__EXERCISE PROMPT__.
Reproduce each line of the entries that carries "shirt".

(Stored entries)
####

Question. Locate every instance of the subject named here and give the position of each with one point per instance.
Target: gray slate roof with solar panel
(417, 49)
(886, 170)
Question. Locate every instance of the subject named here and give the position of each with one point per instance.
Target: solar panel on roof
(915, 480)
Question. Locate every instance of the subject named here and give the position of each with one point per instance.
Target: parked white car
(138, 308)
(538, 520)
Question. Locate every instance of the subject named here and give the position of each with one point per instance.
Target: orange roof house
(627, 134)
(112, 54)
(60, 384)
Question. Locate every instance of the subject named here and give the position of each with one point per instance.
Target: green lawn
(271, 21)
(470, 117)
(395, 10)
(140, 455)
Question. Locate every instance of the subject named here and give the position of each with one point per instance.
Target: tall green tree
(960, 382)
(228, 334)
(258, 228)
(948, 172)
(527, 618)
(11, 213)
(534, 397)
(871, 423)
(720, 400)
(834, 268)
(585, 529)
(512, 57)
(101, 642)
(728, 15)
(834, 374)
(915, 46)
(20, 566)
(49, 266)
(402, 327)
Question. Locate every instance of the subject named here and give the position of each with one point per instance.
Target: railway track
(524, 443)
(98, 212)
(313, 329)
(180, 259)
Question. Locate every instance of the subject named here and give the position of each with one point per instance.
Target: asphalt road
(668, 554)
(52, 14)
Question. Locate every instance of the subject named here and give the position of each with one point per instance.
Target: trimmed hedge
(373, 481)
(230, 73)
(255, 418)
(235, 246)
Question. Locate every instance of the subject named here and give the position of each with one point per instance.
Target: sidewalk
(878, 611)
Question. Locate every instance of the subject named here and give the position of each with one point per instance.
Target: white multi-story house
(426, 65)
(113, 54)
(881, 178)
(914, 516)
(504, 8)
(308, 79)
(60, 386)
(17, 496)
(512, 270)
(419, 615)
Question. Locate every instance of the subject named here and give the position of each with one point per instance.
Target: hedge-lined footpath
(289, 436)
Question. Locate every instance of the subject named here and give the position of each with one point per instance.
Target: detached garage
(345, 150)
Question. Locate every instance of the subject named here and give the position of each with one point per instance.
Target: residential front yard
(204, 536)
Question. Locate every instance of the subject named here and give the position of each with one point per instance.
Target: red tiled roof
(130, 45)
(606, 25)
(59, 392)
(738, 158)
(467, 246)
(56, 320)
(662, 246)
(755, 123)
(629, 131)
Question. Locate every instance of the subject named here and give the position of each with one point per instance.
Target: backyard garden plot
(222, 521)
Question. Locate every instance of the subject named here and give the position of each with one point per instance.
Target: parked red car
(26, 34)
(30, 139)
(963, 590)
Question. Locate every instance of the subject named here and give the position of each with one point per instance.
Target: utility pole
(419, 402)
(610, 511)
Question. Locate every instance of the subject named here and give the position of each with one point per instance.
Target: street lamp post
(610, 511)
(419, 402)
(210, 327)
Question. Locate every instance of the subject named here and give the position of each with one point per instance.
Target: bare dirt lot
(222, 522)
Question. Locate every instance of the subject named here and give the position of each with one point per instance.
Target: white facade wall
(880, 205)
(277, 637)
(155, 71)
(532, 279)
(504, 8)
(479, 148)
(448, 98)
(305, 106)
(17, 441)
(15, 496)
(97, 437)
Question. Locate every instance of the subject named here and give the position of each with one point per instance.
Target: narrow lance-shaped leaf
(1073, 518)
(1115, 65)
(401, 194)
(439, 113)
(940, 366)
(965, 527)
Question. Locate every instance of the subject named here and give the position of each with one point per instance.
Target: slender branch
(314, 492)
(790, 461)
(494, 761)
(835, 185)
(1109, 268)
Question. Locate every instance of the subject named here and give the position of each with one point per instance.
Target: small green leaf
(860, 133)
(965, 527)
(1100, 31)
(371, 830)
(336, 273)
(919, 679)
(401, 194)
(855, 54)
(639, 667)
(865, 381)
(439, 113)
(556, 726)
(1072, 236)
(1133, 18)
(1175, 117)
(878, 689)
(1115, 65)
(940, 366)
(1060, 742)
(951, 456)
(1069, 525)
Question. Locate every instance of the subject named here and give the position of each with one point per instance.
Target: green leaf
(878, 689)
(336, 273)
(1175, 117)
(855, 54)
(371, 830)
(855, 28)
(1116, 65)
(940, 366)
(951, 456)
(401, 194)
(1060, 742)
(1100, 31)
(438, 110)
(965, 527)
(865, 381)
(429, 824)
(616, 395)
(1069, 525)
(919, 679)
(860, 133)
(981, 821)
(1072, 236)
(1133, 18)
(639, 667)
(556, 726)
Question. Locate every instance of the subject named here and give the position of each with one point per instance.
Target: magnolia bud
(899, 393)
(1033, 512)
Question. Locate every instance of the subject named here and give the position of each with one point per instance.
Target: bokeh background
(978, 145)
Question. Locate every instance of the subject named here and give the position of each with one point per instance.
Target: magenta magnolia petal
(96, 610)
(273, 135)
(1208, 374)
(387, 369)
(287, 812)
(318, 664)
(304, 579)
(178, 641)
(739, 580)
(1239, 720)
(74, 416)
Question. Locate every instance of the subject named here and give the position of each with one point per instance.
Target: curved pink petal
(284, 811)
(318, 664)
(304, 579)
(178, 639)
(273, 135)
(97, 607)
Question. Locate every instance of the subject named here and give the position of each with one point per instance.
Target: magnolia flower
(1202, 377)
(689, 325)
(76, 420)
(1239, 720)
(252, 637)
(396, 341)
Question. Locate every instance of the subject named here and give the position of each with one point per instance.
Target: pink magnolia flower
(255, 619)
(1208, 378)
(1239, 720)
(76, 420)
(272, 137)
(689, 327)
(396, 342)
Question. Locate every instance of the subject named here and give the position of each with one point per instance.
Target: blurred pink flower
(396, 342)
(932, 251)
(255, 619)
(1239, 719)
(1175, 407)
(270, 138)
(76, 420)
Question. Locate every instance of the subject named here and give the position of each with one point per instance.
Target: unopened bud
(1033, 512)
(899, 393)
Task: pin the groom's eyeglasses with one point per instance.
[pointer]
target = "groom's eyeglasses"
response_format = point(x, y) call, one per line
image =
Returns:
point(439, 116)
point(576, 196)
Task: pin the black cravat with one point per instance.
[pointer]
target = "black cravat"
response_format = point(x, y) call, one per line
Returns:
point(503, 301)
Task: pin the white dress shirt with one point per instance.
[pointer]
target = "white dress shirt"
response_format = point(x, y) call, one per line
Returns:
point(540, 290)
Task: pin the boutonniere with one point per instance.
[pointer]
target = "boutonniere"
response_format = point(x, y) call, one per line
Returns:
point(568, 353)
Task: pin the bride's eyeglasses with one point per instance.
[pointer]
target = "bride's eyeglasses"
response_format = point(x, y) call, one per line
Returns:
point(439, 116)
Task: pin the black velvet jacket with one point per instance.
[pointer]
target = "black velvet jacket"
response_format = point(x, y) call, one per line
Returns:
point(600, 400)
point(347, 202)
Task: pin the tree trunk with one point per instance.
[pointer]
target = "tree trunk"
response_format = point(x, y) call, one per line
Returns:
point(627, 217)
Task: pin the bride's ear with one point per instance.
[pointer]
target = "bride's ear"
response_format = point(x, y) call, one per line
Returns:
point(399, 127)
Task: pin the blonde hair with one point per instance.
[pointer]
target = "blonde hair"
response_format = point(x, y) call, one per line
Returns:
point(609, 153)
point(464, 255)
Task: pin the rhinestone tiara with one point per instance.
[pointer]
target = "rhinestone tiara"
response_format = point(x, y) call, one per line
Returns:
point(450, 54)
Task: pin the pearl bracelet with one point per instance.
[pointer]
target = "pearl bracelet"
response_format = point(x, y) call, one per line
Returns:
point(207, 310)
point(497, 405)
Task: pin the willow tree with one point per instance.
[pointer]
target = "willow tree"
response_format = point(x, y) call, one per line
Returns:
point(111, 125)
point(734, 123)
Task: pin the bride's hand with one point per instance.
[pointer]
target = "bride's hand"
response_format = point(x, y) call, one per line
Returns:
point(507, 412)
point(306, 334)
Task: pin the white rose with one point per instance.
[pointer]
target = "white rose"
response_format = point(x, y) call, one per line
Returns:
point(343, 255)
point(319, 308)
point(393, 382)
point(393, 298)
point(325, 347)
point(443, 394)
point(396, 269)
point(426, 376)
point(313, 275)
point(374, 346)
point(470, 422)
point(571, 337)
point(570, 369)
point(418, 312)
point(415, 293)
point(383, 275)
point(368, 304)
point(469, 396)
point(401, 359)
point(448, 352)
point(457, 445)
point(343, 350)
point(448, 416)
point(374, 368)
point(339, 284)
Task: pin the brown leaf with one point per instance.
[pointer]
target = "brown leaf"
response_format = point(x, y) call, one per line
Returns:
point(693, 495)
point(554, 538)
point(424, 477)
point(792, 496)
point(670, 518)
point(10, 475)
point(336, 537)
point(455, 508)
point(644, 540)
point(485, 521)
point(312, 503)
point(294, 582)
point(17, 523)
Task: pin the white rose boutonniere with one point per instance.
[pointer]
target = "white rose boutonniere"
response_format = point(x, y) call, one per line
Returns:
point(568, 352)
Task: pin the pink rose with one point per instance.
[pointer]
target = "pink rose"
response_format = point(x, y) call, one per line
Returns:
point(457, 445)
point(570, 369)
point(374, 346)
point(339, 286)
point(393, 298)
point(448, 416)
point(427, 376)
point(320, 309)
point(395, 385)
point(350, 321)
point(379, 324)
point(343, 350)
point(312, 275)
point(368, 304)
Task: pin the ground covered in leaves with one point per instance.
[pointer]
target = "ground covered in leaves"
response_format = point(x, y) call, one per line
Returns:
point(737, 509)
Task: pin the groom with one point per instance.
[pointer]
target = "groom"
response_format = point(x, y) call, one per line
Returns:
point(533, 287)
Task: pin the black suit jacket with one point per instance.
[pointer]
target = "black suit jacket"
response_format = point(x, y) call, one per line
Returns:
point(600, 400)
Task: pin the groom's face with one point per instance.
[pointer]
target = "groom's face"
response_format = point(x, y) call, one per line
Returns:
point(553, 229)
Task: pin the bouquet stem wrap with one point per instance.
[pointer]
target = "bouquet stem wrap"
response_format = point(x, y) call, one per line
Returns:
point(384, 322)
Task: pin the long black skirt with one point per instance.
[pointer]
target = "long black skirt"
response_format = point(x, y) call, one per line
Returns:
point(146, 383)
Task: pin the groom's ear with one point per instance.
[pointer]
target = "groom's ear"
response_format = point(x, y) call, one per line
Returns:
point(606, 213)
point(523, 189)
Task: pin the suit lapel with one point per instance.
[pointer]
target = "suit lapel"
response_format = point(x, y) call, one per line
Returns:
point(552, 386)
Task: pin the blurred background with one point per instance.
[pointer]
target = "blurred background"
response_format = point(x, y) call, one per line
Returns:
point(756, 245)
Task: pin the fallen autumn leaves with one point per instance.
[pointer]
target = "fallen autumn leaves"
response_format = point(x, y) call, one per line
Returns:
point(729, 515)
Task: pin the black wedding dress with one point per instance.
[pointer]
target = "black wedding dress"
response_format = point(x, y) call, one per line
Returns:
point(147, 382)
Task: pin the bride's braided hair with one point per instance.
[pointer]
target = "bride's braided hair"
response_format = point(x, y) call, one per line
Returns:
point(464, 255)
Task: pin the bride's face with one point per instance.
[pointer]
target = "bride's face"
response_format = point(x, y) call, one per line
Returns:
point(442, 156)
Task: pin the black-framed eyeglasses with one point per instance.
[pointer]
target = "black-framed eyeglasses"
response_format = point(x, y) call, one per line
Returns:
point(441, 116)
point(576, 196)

####

__TASK SOLUTION__.
Task: pin the white dress shirt with one point per instance.
target = "white dress shirt"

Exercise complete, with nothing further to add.